> **Aim of the exercise**
Rewrite the lines below as a JSON list of strings, one string per line and no blank lines. Leave the pictures out.

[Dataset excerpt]

===============

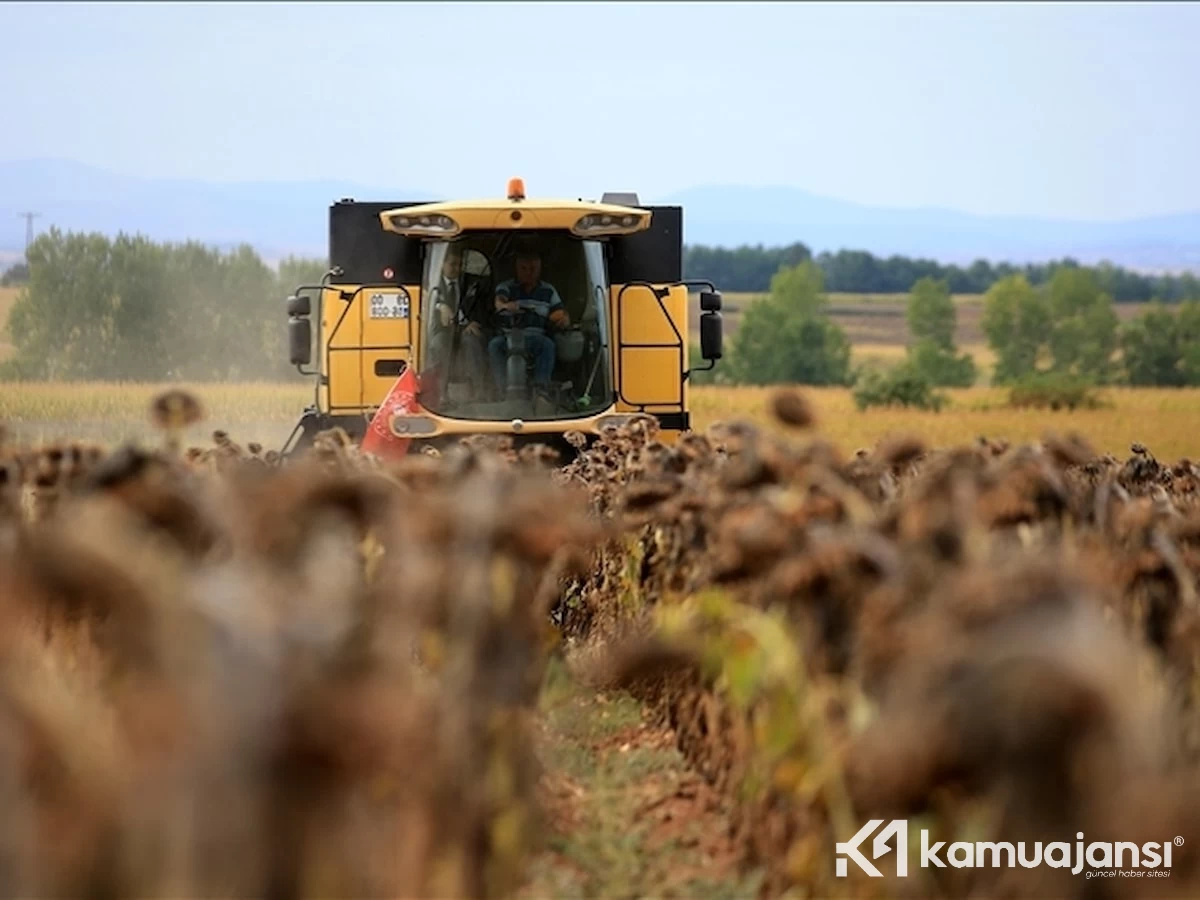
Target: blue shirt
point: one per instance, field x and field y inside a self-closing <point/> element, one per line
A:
<point x="537" y="304"/>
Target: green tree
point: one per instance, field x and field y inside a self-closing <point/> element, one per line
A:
<point x="1151" y="351"/>
<point x="1187" y="328"/>
<point x="931" y="322"/>
<point x="129" y="309"/>
<point x="786" y="337"/>
<point x="1084" y="325"/>
<point x="930" y="313"/>
<point x="1015" y="323"/>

===============

> **Answer to the problem**
[
  "Target: blue shirt",
  "point: one per instance, field x and field y inside a self-closing <point/> element, one per line",
  "A:",
  "<point x=\"537\" y=\"304\"/>",
  "Target: green tree",
  "point: one per instance, field x and field y inside a self-closing <point/> element, one per line",
  "A:",
  "<point x=\"1151\" y=\"351\"/>",
  "<point x=\"1187\" y=\"328\"/>",
  "<point x=\"931\" y=\"322\"/>",
  "<point x=\"129\" y=\"309\"/>",
  "<point x=\"786\" y=\"337\"/>",
  "<point x=\"1084\" y=\"325\"/>",
  "<point x=\"930\" y=\"313\"/>",
  "<point x=\"1015\" y=\"323\"/>"
]